2- Bu gerçeği içinizde hapsedip haksızlıklar karşısında susan dilsiz
şeytandır durumuna düşmeyerek, duygu ve tepkilerinizi yazıp bizimle paylaşma
cesaretiniz için teşekkürler.
3- Her şeye rağmen sadakat ve samimiyetinizi muhafaza ettiğiniz için
takdirler.
4- Bu acı gerçeği fark eden, ama dile getiremeyen binlerce dava dertlisi
kardeşimize bir nevi tercümanlık ettiğiniz için tebrikler.
5- Oğuzhan Asiltürkle ilgili, bir dava kurmayına ve olgun bir Müslümana asla
yakışmayan tavırlarını daha önce de sezdiğinizi, ama herhalde vardır bir
hikmeti diyerek, bunları dile getirmediğinizi itiraf ettiğiniz için de
teşekkürler.
Tenkitlerimiz:
1- Sizlerin yılar önce de fark edip dile getiremediğiniz gerçekleri, başından
beri gündeme taşıyan ve Erbakan Hocanın hangi mazeret ve hedefler için bu
tipleri yanında tuttuğunu yazıp camiamızı uyaran Milli Çözüm Dergisine; Siz haklı çıktınız.
Oğuzhan ve Şevket Kazanın dışlayıp suçlamasıyla size tavır aldık, hakkınızı
helal edin bile diyememişsiniz.

## Alıştırma Yönergeleri
1/ Makaleye göre Erbakan Hocanın bu tipleri hangi mazeret ve hedefler için yanında tuttuğunu yazarak camiayı uyaran yayın hangisidir?
2/ Satırlar arasında "calf" kelimesini içerenlerin tümünü bulun ve hiçbir değişiklik yapmadan aktarın.

## Kayıtlı Veriler
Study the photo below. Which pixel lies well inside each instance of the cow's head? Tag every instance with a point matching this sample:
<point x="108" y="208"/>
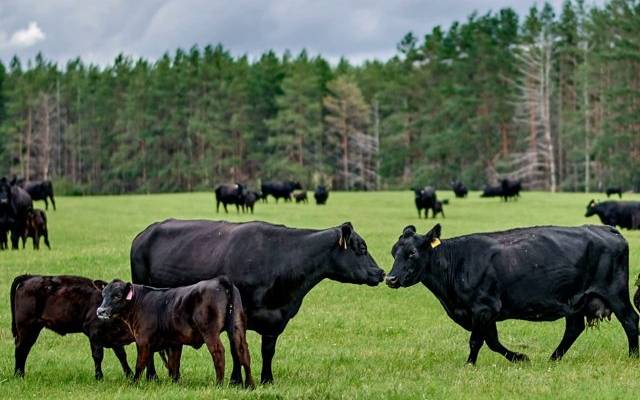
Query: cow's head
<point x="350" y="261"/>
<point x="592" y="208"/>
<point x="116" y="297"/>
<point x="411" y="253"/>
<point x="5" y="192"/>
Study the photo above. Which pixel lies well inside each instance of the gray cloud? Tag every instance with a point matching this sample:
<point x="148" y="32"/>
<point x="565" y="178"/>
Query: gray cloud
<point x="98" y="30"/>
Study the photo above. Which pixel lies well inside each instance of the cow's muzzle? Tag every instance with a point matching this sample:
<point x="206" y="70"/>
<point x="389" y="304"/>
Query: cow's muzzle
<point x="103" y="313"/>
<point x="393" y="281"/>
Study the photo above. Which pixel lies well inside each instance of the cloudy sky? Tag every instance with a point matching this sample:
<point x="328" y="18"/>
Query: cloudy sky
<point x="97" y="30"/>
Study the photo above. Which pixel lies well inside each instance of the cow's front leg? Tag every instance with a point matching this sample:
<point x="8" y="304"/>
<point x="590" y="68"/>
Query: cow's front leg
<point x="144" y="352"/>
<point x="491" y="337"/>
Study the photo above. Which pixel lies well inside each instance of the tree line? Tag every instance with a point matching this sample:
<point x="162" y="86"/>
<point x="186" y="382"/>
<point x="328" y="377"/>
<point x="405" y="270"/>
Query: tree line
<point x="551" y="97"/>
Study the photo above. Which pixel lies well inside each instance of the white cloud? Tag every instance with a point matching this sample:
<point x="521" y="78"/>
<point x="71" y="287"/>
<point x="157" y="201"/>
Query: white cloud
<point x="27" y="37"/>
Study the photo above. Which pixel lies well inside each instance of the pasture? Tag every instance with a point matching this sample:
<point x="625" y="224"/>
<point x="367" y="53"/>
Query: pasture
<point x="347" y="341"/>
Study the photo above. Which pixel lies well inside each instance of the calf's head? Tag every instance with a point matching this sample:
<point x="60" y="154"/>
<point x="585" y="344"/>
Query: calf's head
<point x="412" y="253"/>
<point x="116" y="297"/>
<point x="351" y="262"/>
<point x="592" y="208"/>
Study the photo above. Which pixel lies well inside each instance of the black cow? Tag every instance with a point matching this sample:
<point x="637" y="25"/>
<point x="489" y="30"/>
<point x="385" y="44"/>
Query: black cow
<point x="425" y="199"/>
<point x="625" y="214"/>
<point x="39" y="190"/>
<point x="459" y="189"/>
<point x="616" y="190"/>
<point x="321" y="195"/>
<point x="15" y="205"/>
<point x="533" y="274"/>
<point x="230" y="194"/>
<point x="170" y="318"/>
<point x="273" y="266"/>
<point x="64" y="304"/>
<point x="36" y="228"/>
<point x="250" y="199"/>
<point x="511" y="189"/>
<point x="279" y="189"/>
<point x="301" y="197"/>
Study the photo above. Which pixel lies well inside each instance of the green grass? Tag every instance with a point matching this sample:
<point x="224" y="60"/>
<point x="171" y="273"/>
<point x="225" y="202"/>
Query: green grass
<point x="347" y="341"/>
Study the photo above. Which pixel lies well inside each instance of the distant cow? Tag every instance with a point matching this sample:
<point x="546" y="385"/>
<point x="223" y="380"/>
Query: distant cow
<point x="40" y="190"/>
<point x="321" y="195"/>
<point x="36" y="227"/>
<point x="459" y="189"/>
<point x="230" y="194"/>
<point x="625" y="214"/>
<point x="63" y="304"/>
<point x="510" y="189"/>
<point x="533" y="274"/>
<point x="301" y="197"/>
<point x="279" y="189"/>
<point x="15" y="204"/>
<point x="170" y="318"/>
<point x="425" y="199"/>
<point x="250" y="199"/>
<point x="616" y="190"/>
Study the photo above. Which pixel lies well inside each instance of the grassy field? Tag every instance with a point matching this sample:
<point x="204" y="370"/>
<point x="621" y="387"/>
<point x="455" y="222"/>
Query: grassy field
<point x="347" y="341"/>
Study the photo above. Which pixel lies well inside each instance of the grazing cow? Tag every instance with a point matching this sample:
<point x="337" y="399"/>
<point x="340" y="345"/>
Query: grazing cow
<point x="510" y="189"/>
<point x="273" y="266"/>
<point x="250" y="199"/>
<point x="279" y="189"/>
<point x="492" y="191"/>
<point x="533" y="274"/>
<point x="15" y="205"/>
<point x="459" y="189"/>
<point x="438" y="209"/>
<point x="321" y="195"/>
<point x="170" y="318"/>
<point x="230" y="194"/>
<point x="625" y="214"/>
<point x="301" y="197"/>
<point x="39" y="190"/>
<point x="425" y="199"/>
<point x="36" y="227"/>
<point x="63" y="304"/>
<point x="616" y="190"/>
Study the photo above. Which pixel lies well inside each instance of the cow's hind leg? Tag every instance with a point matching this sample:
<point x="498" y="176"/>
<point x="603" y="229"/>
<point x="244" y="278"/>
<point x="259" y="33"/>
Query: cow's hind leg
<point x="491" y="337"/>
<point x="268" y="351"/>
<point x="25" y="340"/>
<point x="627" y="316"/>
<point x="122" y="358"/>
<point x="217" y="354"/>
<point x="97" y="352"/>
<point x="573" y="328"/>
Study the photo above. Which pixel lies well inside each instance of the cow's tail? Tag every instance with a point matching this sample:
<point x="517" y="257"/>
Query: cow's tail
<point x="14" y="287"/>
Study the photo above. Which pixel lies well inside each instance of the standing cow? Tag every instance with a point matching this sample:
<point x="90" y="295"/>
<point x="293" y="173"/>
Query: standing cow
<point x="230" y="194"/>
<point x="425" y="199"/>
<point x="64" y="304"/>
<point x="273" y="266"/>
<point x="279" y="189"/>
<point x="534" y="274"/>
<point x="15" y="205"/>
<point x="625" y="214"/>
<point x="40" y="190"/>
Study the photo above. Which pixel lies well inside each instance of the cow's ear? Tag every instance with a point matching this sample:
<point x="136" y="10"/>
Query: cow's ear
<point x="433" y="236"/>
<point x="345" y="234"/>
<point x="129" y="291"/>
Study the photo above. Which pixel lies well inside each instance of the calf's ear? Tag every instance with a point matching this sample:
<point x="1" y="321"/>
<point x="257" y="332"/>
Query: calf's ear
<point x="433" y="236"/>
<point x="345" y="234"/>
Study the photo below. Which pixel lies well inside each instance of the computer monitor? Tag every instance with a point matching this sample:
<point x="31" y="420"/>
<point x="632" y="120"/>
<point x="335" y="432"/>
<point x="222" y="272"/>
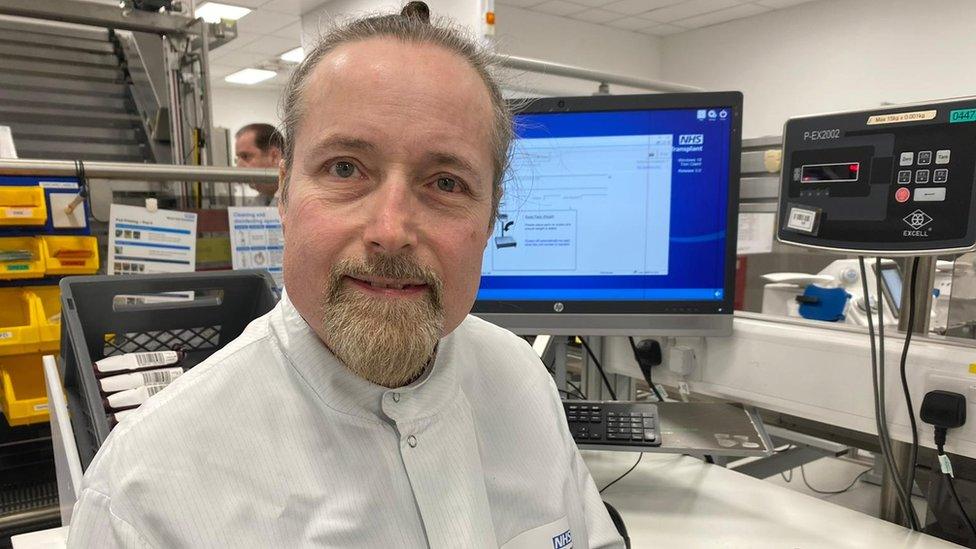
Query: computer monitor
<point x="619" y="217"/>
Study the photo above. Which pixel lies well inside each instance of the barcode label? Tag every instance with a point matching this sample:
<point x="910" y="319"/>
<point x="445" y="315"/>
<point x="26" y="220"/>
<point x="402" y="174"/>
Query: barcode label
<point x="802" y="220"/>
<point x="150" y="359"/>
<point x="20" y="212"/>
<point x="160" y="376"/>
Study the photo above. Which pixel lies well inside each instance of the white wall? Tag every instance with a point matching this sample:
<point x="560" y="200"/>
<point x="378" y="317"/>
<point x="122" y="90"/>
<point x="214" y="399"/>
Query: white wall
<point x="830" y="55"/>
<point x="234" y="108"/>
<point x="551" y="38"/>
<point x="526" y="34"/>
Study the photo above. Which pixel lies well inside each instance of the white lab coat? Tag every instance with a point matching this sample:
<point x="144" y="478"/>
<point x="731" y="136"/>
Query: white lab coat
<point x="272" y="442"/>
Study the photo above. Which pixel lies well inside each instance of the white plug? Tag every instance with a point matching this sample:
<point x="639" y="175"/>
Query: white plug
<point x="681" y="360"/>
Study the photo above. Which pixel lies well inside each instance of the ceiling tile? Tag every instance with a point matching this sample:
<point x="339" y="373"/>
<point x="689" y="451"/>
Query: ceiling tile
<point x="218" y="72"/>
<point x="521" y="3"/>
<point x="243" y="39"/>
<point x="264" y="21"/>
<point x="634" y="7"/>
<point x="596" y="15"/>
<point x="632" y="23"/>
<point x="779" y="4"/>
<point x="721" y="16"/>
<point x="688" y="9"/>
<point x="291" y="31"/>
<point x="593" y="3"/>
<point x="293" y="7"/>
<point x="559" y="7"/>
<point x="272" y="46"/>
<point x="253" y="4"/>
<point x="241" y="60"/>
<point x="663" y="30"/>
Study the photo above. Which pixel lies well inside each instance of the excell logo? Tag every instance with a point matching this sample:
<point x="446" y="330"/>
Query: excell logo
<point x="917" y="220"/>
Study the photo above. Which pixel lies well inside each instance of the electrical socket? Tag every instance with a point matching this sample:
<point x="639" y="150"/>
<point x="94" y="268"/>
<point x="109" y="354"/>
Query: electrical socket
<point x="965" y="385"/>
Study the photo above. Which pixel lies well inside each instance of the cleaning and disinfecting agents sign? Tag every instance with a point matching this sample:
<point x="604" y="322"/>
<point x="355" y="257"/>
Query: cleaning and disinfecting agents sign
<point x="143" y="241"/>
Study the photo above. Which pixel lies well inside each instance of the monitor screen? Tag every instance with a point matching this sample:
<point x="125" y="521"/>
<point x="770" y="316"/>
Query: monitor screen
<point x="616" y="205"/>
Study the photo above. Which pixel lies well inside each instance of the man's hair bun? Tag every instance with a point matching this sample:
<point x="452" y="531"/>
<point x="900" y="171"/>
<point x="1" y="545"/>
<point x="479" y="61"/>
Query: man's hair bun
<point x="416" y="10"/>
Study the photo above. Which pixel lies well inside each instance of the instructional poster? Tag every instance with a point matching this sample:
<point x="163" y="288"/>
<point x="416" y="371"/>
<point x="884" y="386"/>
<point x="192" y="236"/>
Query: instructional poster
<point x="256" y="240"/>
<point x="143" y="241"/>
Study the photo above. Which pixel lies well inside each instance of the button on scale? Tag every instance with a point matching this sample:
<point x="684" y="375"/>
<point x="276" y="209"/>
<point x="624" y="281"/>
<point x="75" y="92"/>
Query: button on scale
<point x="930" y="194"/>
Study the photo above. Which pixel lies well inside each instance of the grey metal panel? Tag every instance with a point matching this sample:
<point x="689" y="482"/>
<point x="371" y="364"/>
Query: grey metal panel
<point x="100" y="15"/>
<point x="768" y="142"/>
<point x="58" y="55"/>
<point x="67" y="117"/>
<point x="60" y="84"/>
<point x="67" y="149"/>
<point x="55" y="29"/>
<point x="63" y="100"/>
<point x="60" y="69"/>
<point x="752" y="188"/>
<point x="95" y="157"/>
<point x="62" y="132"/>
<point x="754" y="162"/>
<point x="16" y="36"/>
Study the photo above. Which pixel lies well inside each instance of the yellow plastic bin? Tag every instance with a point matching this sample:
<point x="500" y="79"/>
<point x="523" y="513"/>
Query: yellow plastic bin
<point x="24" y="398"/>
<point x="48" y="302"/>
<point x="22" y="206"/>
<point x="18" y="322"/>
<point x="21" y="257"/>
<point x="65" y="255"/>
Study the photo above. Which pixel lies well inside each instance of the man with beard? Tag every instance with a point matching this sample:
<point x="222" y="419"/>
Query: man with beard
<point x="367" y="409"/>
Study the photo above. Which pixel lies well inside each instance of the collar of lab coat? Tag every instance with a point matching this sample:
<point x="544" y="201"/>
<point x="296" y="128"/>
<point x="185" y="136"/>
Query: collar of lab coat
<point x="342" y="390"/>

## Cevaplar
1/ Milli Çözüm Dergisi.

2/
Study the photo above. Which pixel lies well inside each instance of the calf's head? Tag every instance with a point matching this sample:
Query: calf's head
Study the photo above. Which pixel lies well inside each instance of the calf's ear? Tag every instance with a point matching this sample:
Query: calf's ear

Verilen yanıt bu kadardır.